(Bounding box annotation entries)

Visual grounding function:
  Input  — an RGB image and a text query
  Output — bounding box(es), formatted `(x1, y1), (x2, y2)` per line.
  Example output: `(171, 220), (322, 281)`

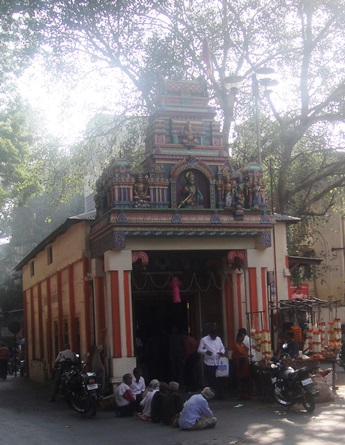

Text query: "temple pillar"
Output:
(104, 250), (136, 383)
(91, 258), (108, 351)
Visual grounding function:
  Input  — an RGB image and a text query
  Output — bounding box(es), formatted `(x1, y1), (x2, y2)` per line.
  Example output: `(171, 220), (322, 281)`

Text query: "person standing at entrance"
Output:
(0, 343), (10, 380)
(198, 326), (225, 396)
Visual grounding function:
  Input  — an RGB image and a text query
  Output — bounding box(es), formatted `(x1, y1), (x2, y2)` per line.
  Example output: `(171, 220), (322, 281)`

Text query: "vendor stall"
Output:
(249, 298), (341, 399)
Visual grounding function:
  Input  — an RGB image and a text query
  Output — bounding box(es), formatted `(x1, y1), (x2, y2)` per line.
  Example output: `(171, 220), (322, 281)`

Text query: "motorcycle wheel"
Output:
(303, 392), (315, 413)
(68, 391), (90, 414)
(273, 385), (293, 407)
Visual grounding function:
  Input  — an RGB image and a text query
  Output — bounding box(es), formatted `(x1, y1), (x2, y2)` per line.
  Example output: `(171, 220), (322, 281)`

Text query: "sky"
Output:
(18, 63), (121, 143)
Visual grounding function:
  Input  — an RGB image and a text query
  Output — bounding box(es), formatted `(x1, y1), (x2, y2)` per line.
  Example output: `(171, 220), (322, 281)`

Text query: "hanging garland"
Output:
(132, 272), (224, 292)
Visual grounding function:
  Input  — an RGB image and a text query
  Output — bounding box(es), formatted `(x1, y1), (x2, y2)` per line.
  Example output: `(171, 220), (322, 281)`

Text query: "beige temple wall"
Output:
(22, 222), (88, 382)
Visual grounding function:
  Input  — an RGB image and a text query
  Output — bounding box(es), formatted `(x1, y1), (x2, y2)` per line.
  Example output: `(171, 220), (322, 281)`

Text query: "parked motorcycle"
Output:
(271, 359), (319, 413)
(60, 354), (99, 416)
(336, 348), (345, 370)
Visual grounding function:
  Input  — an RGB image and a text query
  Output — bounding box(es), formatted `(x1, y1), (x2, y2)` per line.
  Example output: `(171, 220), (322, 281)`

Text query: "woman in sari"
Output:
(232, 333), (253, 399)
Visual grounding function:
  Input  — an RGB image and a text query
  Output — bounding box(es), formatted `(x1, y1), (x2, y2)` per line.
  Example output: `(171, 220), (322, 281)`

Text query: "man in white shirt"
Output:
(198, 326), (225, 395)
(129, 367), (146, 411)
(238, 328), (257, 363)
(115, 373), (136, 417)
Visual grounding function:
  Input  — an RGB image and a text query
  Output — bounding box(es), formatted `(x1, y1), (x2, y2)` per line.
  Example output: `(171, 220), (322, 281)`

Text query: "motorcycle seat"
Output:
(288, 366), (309, 380)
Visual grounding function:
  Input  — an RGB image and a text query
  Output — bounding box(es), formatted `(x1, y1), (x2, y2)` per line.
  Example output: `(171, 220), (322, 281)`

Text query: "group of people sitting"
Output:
(115, 367), (217, 430)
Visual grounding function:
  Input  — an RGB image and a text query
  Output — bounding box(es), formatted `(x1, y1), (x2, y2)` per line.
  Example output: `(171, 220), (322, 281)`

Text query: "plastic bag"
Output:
(216, 357), (229, 378)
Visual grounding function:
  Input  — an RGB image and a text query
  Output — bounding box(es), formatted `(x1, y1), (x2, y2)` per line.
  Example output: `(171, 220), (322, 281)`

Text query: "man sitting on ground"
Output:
(161, 382), (183, 427)
(115, 373), (137, 417)
(179, 386), (217, 430)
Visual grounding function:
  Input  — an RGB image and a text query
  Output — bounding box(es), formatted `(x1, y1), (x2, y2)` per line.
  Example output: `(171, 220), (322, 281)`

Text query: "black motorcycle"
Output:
(60, 361), (99, 416)
(271, 360), (319, 413)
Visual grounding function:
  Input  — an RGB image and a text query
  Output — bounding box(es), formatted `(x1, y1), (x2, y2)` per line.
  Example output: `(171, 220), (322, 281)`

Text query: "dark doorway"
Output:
(133, 292), (193, 384)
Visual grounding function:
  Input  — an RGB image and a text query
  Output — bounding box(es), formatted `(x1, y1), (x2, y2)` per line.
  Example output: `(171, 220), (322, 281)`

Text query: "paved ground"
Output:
(0, 364), (345, 445)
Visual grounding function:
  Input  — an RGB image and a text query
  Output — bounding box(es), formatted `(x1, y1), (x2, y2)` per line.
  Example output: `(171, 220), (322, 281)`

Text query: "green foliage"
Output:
(0, 280), (23, 312)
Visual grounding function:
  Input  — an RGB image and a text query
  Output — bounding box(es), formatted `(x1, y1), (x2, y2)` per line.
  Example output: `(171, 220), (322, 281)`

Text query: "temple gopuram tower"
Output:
(90, 76), (280, 382)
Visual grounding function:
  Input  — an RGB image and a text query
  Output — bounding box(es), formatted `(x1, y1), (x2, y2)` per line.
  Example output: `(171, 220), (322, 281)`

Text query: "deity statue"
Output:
(179, 171), (204, 208)
(133, 174), (150, 201)
(222, 174), (237, 209)
(182, 121), (198, 145)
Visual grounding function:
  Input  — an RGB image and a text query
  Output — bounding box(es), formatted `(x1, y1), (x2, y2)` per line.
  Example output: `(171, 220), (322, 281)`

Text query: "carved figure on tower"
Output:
(179, 171), (204, 208)
(133, 174), (150, 207)
(222, 173), (237, 209)
(182, 121), (198, 146)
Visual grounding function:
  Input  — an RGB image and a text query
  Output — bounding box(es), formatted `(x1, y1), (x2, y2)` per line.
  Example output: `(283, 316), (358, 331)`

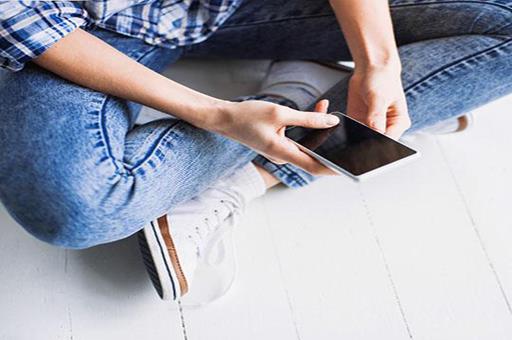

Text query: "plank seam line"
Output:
(436, 138), (512, 316)
(262, 199), (302, 340)
(357, 184), (414, 340)
(178, 300), (188, 340)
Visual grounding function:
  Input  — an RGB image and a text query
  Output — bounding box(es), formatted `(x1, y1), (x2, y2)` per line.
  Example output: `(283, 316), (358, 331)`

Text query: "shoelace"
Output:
(189, 189), (244, 265)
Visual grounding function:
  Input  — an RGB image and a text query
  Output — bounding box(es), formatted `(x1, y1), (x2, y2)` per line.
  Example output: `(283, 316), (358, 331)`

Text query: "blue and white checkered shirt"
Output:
(0, 0), (242, 71)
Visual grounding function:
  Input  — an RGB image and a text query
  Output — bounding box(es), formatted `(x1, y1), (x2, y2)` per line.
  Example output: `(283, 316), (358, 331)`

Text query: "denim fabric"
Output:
(0, 0), (512, 248)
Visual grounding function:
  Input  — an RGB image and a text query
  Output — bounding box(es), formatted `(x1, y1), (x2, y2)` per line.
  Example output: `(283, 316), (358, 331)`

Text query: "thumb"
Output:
(366, 98), (387, 133)
(283, 110), (340, 129)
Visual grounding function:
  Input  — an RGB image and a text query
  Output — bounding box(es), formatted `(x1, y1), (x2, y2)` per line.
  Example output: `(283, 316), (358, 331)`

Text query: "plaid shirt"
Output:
(0, 0), (242, 71)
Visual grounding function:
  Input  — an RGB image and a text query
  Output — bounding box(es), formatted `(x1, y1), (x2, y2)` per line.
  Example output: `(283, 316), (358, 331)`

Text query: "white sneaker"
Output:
(139, 164), (265, 306)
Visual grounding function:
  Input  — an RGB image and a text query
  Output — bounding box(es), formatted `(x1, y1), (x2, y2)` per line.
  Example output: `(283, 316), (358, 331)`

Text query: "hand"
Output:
(347, 66), (411, 139)
(213, 100), (339, 175)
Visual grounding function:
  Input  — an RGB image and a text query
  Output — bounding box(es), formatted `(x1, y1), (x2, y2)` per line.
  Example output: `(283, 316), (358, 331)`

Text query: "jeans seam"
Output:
(404, 39), (512, 95)
(222, 0), (512, 29)
(95, 46), (158, 176)
(390, 0), (512, 12)
(221, 13), (334, 29)
(128, 121), (181, 173)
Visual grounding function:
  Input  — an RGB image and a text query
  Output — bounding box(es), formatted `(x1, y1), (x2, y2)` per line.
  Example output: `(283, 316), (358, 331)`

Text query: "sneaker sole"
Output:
(138, 216), (188, 300)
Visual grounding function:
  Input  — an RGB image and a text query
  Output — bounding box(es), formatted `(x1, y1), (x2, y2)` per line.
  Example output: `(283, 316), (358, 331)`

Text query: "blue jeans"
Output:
(0, 0), (512, 248)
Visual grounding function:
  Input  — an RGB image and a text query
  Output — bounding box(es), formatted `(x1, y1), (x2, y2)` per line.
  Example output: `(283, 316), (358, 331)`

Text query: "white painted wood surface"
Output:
(0, 62), (512, 340)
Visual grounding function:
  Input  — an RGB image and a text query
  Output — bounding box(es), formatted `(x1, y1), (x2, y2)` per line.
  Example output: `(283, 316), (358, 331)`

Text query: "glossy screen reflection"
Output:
(286, 113), (416, 176)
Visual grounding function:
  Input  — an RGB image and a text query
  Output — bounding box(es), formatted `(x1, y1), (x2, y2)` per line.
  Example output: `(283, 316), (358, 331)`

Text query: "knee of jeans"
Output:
(6, 193), (128, 249)
(0, 169), (130, 249)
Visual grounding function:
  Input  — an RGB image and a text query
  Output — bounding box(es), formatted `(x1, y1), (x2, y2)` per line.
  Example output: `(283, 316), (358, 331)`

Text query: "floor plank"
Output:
(361, 133), (512, 340)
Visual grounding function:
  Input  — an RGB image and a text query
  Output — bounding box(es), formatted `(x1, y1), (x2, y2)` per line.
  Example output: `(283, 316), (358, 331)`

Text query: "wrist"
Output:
(354, 50), (402, 74)
(194, 99), (238, 135)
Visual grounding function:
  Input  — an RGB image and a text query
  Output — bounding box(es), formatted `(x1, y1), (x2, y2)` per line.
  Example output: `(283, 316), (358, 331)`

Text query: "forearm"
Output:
(330, 0), (400, 69)
(34, 29), (224, 127)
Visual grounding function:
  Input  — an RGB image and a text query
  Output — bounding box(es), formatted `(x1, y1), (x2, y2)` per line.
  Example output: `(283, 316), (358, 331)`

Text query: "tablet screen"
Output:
(286, 112), (416, 176)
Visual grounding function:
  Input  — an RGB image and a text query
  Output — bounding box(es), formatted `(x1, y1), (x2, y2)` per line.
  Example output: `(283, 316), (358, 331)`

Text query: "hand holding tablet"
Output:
(286, 112), (419, 180)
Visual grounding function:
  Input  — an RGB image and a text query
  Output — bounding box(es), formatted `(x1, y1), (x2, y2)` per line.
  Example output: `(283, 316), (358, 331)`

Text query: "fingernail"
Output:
(325, 115), (340, 126)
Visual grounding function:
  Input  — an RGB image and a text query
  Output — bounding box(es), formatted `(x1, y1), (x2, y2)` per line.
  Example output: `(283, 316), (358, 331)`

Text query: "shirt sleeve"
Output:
(0, 0), (88, 71)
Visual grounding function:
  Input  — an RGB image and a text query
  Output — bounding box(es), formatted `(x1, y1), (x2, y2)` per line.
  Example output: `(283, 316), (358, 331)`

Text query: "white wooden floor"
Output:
(0, 62), (512, 340)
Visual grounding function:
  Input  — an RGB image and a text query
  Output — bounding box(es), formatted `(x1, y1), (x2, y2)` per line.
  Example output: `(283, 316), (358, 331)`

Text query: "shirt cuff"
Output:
(0, 1), (87, 71)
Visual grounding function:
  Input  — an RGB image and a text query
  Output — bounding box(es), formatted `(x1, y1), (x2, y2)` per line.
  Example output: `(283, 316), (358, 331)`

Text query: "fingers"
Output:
(282, 107), (340, 129)
(386, 100), (411, 140)
(264, 137), (336, 176)
(315, 99), (329, 113)
(365, 96), (388, 133)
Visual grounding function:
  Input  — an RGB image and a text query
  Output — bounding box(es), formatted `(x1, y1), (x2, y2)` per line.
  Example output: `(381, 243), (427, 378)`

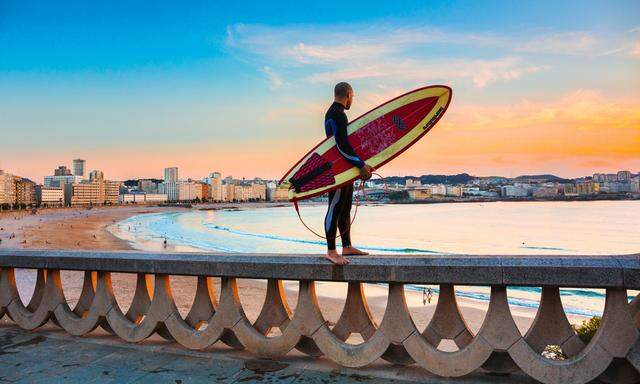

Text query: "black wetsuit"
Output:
(324, 102), (364, 250)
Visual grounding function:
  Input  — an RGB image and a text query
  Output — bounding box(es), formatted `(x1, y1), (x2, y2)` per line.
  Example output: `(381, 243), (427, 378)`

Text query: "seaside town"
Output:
(0, 159), (640, 210)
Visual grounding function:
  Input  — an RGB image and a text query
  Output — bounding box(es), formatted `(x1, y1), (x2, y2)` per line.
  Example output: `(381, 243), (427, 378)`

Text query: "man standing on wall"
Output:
(324, 83), (373, 265)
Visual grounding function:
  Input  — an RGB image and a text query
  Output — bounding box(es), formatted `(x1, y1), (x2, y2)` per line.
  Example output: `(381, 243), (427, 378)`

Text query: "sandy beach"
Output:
(0, 206), (585, 350)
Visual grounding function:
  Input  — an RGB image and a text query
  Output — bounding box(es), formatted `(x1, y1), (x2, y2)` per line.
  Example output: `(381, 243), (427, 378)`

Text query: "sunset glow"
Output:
(0, 1), (640, 181)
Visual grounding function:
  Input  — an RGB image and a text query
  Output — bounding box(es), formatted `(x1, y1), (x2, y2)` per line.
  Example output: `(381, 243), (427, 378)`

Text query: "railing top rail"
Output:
(0, 248), (640, 289)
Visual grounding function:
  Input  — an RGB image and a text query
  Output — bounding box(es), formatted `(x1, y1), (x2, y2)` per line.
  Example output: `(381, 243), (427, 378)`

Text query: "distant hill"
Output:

(Problem to work on): How many lines of the material above contain the string "jeans"? Reply with the number alone.

(Expected answer): 3